● What you have to do
Copy every entry precisely.

● Records supplied

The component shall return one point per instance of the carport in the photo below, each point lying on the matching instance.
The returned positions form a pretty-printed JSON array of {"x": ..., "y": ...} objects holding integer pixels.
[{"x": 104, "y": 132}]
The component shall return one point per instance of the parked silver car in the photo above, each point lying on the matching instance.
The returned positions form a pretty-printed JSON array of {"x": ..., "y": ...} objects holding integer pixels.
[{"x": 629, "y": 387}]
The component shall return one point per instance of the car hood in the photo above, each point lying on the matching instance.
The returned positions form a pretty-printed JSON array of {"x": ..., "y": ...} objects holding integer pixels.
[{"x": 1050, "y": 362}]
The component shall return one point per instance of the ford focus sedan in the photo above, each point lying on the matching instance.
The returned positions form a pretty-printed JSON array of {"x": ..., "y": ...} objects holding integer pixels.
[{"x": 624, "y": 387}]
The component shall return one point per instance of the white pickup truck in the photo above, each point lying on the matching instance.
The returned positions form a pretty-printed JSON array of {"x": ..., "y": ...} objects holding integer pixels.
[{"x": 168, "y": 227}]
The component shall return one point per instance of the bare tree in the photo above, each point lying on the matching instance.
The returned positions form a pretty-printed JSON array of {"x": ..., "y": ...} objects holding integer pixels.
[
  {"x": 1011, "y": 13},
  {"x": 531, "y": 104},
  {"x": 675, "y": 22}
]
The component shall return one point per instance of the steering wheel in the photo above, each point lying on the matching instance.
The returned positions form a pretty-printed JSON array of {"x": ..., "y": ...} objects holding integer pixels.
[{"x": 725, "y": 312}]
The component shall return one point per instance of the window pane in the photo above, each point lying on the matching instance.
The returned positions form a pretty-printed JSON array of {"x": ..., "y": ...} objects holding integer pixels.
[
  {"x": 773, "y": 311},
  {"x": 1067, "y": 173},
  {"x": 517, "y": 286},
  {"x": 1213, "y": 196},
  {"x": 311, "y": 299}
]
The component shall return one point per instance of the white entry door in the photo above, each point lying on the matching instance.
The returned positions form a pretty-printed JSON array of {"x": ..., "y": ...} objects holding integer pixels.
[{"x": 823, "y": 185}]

● Exercise output
The component shall return one point per instance of the carport in the photo below, each point lying on the matching instance.
The returned positions form a pretty-printed JSON array of {"x": ..., "y": ...} objects holding integer pixels.
[{"x": 104, "y": 132}]
The component shall return one point per instance of the parked silver car in the photo above, each point lying on the matching instance.
The returned positions form a pretty-printed JSON array of {"x": ..., "y": ...} objects holding integer pixels.
[{"x": 629, "y": 387}]
The component shall return one point per instance of the car hood in the photo above, each point lying on the matching instance.
The returned positions form a pretty-printed JSON array of {"x": ..., "y": ...} objects holding integer pixels.
[{"x": 1050, "y": 362}]
The component shall return one point per instance of the ford focus sedan in the photo above, each point lying on the matching instance.
The returned positions form a pretty-printed JSON array of {"x": ..., "y": ...} objects holding integer pixels.
[{"x": 624, "y": 387}]
The component shall return one point per instance of the white pickup truck in the photo above, each point lying on the matching instance.
The returned positions form a pretty-printed JSON array of {"x": ..., "y": ...} objects holding integer pixels.
[{"x": 168, "y": 227}]
The component shall return one point per instance of the bare tree in the photo above, each point lying on the matching instance.
The returned positions form a pretty-printed JSON array of {"x": ..., "y": ...} objects holding integer pixels.
[
  {"x": 1011, "y": 13},
  {"x": 531, "y": 104},
  {"x": 675, "y": 22}
]
The component shall return one point per instance of the steering wheel in the photo above, each point lying on the matching instance.
The returned positions form a pretty-printed JSON array of {"x": ..., "y": ...} objects holding integer pixels.
[{"x": 725, "y": 312}]
The component shall return one point per instance of the window pane in the photo above, each point lying on the matching instance.
The returned positions form a pretty-printed JSON array of {"x": ..., "y": ...} objects holding integer pixels.
[
  {"x": 773, "y": 311},
  {"x": 1067, "y": 173},
  {"x": 517, "y": 286},
  {"x": 1213, "y": 196},
  {"x": 311, "y": 299}
]
The component shall return one point per instance of the white entry door in the photo above, each point lying on the matching instance.
The returned positions form a pretty-printed JSON array of {"x": ..., "y": ...} objects holding integer pixels.
[{"x": 823, "y": 185}]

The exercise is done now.